- [PROBLEM STATEMENT]: Convert the lines below into a JSON list of strings, one string per line, omitting blank lines and the pictures.

- [DATA EXCERPTS]:

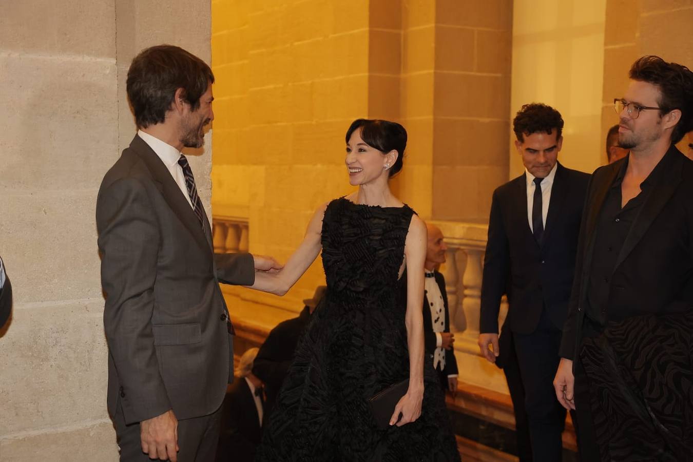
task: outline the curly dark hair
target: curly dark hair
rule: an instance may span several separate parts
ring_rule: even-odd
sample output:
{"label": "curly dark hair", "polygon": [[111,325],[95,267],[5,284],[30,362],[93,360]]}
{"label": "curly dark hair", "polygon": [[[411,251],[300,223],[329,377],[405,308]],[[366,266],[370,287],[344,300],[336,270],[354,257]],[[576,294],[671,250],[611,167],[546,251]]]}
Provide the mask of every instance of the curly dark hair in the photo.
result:
{"label": "curly dark hair", "polygon": [[141,51],[128,71],[128,98],[138,128],[164,122],[176,90],[193,111],[214,83],[209,66],[195,55],[173,45],[157,45]]}
{"label": "curly dark hair", "polygon": [[404,150],[407,148],[407,130],[396,122],[380,119],[358,118],[351,123],[346,130],[346,143],[358,129],[361,129],[361,139],[371,148],[383,154],[392,150],[397,151],[397,160],[390,167],[388,175],[392,178],[402,170],[404,163]]}
{"label": "curly dark hair", "polygon": [[563,133],[563,125],[561,113],[541,103],[524,105],[513,120],[513,130],[520,143],[525,141],[525,135],[540,132],[550,134],[554,130],[558,139]]}
{"label": "curly dark hair", "polygon": [[660,116],[674,109],[681,112],[681,118],[672,131],[672,144],[678,143],[683,135],[693,130],[693,72],[690,69],[649,55],[633,63],[629,77],[659,88],[657,104]]}

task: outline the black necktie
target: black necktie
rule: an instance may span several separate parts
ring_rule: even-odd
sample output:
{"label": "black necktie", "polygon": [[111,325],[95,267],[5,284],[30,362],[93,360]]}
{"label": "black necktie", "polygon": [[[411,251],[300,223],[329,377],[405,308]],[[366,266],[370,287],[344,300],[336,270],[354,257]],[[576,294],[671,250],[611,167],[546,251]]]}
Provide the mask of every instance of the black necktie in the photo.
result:
{"label": "black necktie", "polygon": [[541,180],[534,179],[534,203],[532,205],[532,229],[536,242],[541,245],[541,236],[544,234],[544,220],[542,217]]}
{"label": "black necktie", "polygon": [[193,203],[195,208],[195,214],[198,215],[198,220],[204,229],[204,210],[202,208],[202,202],[200,200],[198,195],[198,188],[195,186],[195,177],[193,176],[193,170],[188,163],[188,159],[182,154],[178,159],[178,165],[183,168],[183,176],[185,177],[185,186],[188,188],[188,195],[190,197],[190,202]]}
{"label": "black necktie", "polygon": [[260,402],[262,403],[263,407],[265,407],[265,387],[258,387],[255,389],[255,396],[260,398]]}

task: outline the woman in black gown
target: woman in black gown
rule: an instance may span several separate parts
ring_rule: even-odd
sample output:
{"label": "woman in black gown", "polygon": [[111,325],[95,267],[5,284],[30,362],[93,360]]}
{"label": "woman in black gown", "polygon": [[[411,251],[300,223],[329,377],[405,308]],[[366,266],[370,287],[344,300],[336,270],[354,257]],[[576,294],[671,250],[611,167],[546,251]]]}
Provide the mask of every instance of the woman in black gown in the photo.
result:
{"label": "woman in black gown", "polygon": [[[256,460],[459,461],[443,394],[423,360],[426,226],[388,185],[402,168],[406,131],[359,119],[346,141],[349,182],[358,192],[320,207],[284,268],[258,273],[253,285],[283,295],[322,250],[327,292],[299,342]],[[405,301],[397,288],[405,265]],[[407,377],[390,426],[378,429],[368,398]]]}

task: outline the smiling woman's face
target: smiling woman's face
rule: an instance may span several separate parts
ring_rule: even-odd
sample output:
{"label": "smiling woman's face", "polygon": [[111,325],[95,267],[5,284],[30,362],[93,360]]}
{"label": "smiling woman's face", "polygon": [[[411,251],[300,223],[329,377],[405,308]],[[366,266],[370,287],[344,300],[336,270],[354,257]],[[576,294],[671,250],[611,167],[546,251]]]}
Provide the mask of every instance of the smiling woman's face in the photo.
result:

- [CORRECT RESPONSE]:
[
  "task: outline the curly dark hair",
  "target: curly dark hair",
  "rule: an instance may span several separate parts",
  "ring_rule: even-odd",
  "sample output:",
  "{\"label\": \"curly dark hair\", \"polygon\": [[111,325],[95,267],[5,284],[30,362],[93,360]]}",
  "{\"label\": \"curly dark hair\", \"polygon\": [[[411,251],[300,223],[329,377],[405,308]],[[366,266],[370,287],[344,300],[336,270],[354,257]],[[576,294],[671,250],[611,167],[546,251]]]}",
  "Provide the mask of every instance of the curly dark hair in the photo.",
  "result:",
  "{\"label\": \"curly dark hair\", \"polygon\": [[141,51],[128,71],[128,98],[138,128],[164,122],[176,90],[193,111],[214,83],[209,66],[195,55],[173,45],[157,45]]}",
  "{\"label\": \"curly dark hair\", \"polygon\": [[404,150],[407,148],[407,130],[396,122],[380,119],[358,118],[351,123],[346,130],[346,143],[358,129],[361,129],[361,139],[371,148],[383,154],[392,150],[397,151],[397,160],[390,167],[388,175],[392,178],[402,170],[404,163]]}",
  "{\"label\": \"curly dark hair\", \"polygon\": [[563,133],[563,125],[561,113],[541,103],[524,105],[513,120],[513,130],[520,143],[525,141],[525,135],[540,132],[550,134],[554,130],[558,139]]}",
  "{\"label\": \"curly dark hair\", \"polygon\": [[660,116],[674,109],[681,112],[681,118],[672,131],[672,144],[678,143],[683,135],[693,130],[693,72],[690,69],[649,55],[633,63],[629,77],[659,88],[657,104]]}",
  "task: outline the black necktie",
  "target: black necktie",
  "rule: an instance may span several separate parts",
  "ring_rule: even-odd",
  "sample output:",
  "{\"label\": \"black necktie\", \"polygon\": [[111,325],[95,267],[5,284],[30,362],[93,360]]}",
  "{\"label\": \"black necktie\", \"polygon\": [[[411,251],[300,223],[329,377],[405,308]],[[366,266],[370,287],[344,300],[336,270],[354,257]],[[576,294],[671,250],[611,167],[546,251]]]}",
  "Provide the mask of every instance of the black necktie in the photo.",
  "result:",
  "{\"label\": \"black necktie\", \"polygon\": [[541,180],[534,179],[534,203],[532,205],[532,229],[536,242],[541,245],[541,236],[544,234],[544,220],[542,217]]}",
  "{\"label\": \"black necktie\", \"polygon\": [[193,203],[195,208],[195,214],[198,215],[198,220],[204,229],[204,210],[202,208],[202,202],[200,200],[198,195],[198,188],[195,186],[195,177],[193,176],[193,170],[188,163],[188,159],[182,154],[178,159],[178,165],[183,168],[183,176],[185,177],[185,186],[188,188],[188,195],[190,197],[190,202]]}",
  "{\"label\": \"black necktie\", \"polygon\": [[260,402],[262,403],[263,407],[265,407],[265,387],[258,387],[255,389],[255,396],[260,398]]}",
  "task: outline the woman in black gown",
  "target: woman in black gown",
  "rule: an instance may span several separate parts",
  "ring_rule: even-odd",
  "sample output:",
  "{\"label\": \"woman in black gown\", \"polygon\": [[111,325],[95,267],[5,284],[30,362],[93,360]]}",
  "{\"label\": \"woman in black gown\", \"polygon\": [[[411,251],[300,223],[329,377],[405,308]],[[366,266],[370,287],[344,300],[336,270],[354,257]],[[576,294],[671,250],[611,167],[546,251]]]}",
  "Provide the mask of every instance of the woman in black gown in the photo.",
  "result:",
  "{\"label\": \"woman in black gown\", \"polygon\": [[[256,460],[459,461],[443,394],[423,360],[426,226],[388,185],[402,168],[406,131],[359,119],[346,141],[349,182],[358,192],[320,207],[284,268],[258,273],[253,285],[283,295],[322,250],[327,292],[299,342]],[[405,301],[397,288],[405,265]],[[407,377],[390,426],[378,429],[368,398]]]}",
  "task: outline the smiling woman's face",
  "target: smiling woman's face",
  "rule: an instance may span several separate parts",
  "ring_rule: even-odd",
  "sample output:",
  "{\"label\": \"smiling woman's face\", \"polygon\": [[111,325],[95,267],[5,284],[30,362],[93,360]]}",
  "{\"label\": \"smiling woman's face\", \"polygon\": [[[411,251],[300,223],[329,377],[405,308]],[[366,266],[370,287],[344,300],[336,270],[354,257]],[[576,294],[671,250],[611,167],[546,251]]]}",
  "Provide the mask of every instance of the smiling woman's face in the photo.",
  "result:"
]